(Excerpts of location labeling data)
----
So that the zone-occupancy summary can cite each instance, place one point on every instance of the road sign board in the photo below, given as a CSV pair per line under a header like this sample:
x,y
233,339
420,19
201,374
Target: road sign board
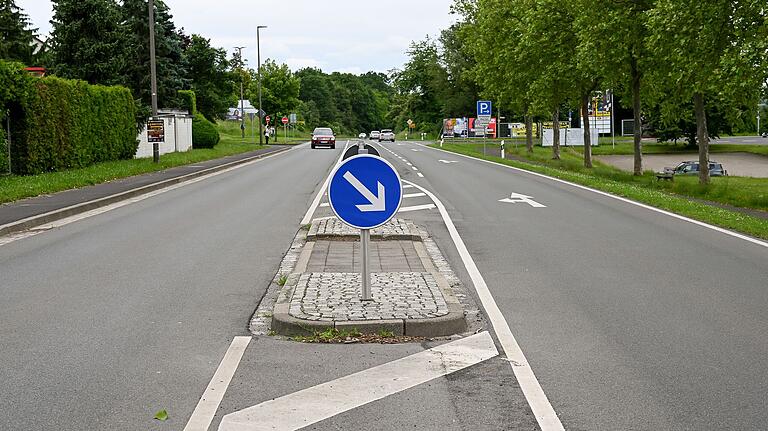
----
▶ **What you have to do**: Give only the number of lines above that contain the string "sign". Case counts.

▶ **Task output**: 2